### WHAT YOU HAVE TO DO
Please return exactly the lines from the one containing "Where can you spot the evergreen" through the end of the records, including both.
======
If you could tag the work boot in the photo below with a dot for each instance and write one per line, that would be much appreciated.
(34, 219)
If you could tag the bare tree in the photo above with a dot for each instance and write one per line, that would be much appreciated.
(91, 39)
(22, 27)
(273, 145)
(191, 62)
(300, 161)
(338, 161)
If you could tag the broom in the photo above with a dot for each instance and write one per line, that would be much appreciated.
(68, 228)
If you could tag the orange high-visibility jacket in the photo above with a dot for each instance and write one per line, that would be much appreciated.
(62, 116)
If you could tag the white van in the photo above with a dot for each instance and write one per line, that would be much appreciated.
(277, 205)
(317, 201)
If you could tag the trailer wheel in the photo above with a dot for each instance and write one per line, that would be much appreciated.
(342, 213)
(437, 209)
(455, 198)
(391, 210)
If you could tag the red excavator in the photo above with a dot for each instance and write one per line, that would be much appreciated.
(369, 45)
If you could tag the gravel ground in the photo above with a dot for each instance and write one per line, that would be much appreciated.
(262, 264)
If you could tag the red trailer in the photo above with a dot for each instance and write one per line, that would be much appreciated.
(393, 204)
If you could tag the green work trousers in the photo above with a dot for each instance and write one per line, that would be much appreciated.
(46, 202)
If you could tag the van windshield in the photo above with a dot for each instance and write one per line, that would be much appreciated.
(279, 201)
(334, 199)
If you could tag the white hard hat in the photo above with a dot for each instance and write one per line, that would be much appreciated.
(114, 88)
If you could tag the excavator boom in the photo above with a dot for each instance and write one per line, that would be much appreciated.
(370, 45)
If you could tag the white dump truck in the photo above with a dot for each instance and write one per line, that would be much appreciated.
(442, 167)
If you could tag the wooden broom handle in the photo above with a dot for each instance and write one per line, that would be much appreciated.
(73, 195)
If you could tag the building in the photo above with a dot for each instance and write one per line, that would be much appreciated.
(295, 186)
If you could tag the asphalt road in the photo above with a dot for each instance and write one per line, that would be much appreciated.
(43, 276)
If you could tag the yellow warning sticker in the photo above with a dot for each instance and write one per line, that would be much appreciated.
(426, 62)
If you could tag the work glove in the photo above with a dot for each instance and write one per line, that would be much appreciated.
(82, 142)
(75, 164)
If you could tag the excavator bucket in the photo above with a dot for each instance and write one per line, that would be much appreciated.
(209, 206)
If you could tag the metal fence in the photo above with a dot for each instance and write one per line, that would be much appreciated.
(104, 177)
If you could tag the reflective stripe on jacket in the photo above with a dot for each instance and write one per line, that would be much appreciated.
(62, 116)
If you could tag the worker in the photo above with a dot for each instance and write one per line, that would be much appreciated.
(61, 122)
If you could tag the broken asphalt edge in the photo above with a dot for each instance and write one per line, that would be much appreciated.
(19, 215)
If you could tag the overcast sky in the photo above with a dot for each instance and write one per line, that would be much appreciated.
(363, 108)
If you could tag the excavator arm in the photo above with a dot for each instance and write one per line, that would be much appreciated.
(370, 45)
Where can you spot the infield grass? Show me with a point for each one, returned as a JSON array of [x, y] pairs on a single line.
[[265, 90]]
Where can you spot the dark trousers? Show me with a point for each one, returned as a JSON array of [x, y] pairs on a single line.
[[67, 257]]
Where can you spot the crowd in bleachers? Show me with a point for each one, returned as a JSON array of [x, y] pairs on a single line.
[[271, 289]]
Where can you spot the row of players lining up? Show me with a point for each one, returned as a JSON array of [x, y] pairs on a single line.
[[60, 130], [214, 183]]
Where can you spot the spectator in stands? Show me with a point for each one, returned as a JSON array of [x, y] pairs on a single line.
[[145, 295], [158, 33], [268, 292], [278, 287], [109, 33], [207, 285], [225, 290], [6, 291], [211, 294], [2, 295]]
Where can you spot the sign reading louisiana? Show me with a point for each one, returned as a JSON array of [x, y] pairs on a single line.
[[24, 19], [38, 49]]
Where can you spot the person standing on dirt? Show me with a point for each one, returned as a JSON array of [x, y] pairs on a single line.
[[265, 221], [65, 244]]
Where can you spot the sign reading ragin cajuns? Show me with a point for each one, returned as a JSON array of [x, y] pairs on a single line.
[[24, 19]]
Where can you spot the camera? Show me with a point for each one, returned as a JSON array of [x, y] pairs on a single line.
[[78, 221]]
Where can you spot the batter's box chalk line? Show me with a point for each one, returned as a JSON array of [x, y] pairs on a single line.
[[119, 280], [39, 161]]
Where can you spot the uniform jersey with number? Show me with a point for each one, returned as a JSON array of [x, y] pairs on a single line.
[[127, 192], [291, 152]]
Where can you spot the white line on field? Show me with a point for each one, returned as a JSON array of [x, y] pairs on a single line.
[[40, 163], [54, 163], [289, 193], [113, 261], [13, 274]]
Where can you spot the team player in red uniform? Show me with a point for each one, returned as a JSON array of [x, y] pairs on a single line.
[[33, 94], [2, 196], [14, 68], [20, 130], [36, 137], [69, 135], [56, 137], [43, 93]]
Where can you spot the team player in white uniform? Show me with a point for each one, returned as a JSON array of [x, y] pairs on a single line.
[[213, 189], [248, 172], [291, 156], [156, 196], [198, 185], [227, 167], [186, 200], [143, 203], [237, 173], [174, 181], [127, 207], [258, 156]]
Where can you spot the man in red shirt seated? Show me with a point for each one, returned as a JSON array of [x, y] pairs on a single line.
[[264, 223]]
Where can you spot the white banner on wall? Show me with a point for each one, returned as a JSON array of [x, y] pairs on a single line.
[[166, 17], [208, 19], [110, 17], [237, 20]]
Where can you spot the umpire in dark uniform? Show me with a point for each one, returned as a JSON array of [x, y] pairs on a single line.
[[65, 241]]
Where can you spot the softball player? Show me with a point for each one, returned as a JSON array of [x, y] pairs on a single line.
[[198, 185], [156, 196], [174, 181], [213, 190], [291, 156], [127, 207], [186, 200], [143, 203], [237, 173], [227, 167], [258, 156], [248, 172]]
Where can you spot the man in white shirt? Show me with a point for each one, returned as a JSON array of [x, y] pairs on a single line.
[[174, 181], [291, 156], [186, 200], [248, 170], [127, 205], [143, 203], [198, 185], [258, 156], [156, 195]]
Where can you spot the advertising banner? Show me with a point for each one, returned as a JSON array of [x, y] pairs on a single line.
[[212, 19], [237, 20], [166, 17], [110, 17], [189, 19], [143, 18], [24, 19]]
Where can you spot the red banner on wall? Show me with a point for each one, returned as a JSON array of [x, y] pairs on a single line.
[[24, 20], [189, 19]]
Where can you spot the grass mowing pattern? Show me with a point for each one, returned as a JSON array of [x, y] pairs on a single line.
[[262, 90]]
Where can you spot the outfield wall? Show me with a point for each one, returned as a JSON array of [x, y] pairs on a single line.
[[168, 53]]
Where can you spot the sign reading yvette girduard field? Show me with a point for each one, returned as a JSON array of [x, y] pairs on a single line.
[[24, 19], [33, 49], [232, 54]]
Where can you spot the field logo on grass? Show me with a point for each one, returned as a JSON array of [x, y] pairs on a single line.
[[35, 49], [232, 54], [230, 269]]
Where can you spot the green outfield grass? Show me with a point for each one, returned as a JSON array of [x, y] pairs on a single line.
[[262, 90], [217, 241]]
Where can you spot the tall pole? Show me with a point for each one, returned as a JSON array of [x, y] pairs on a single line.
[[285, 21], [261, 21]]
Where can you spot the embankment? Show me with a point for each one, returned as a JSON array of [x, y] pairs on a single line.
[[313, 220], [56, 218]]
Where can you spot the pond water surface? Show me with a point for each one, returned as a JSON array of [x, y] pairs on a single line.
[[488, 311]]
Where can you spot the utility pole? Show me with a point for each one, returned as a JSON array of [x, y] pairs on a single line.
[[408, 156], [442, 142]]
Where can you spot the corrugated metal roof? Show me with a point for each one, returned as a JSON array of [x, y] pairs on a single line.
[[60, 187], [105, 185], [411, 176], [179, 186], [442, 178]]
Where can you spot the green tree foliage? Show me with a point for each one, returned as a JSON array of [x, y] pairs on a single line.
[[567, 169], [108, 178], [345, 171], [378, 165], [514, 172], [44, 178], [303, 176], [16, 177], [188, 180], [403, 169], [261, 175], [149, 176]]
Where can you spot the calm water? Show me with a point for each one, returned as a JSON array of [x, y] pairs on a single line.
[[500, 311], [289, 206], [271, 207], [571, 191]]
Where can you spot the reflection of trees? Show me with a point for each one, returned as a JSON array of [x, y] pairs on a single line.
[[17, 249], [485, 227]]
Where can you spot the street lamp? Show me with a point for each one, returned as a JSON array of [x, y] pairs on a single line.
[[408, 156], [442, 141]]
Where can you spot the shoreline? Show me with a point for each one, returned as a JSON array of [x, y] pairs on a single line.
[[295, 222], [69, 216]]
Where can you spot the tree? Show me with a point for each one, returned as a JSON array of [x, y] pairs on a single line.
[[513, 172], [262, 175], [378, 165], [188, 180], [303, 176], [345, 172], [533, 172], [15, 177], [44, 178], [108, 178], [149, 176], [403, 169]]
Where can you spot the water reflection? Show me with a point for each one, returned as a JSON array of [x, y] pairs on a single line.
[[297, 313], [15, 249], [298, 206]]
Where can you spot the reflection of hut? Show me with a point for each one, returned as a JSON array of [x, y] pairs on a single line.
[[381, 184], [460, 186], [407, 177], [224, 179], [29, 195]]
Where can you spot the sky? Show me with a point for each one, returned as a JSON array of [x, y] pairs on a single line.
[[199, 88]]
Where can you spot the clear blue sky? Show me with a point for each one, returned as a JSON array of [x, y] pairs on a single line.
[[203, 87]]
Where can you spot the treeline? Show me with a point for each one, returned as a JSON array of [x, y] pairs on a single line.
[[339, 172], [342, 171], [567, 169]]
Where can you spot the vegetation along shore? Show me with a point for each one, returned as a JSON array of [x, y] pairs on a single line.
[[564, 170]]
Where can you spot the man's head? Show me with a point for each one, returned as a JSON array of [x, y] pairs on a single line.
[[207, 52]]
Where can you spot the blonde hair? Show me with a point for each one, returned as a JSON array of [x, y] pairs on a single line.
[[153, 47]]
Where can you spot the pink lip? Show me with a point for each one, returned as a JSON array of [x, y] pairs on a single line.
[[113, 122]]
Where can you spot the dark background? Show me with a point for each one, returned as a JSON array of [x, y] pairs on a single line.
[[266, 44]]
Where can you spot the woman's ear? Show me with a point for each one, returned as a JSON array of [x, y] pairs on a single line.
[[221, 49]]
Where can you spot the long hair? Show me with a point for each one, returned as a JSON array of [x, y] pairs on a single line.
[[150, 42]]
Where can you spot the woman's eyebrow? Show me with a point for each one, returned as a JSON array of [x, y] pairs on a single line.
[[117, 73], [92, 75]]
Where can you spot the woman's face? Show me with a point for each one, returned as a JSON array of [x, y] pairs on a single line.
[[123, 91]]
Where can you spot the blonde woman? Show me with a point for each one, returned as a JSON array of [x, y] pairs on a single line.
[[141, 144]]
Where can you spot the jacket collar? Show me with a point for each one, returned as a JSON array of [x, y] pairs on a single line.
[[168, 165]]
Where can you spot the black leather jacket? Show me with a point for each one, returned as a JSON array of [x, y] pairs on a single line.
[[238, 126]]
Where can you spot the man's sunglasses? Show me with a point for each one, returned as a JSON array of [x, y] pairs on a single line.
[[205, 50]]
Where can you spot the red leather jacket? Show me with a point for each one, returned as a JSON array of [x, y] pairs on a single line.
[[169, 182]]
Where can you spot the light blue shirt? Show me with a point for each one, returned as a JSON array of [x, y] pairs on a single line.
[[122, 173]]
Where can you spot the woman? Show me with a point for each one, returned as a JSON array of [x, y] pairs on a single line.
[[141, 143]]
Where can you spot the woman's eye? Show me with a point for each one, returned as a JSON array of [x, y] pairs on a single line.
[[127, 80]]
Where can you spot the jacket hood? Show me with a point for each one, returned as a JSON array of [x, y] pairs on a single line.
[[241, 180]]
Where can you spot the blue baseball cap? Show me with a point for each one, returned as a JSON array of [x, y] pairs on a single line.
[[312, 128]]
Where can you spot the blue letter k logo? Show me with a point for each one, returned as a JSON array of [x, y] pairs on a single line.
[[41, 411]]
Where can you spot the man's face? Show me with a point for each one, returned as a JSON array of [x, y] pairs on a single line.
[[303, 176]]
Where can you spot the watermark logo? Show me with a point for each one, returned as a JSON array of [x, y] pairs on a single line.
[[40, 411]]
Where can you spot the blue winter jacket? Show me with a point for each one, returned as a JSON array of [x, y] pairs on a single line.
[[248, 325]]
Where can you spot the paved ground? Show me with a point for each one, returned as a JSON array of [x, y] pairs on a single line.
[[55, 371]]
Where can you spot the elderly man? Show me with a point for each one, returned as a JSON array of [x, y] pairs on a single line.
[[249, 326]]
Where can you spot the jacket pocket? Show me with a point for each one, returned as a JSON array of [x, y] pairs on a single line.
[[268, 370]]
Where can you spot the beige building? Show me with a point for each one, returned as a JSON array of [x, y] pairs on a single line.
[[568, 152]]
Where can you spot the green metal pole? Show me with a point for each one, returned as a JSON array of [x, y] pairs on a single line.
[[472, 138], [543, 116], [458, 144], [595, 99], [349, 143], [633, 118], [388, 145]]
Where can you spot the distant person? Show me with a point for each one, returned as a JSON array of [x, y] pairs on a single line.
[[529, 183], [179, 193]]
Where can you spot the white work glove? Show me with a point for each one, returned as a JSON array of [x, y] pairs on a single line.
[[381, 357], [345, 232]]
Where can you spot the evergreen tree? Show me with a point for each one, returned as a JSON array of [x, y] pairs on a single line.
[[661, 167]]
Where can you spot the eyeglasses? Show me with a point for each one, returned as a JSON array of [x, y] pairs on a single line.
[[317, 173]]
======
### RESPONSE
Where can you spot the evergreen tree? Show me with a point for each one, returned as a JSON array of [x, y] pairs on a single line.
[[661, 167]]
Where can you spot the eyeglasses? Show me with a point for each one, returned as a JSON array of [x, y] pairs on a single line.
[[317, 173]]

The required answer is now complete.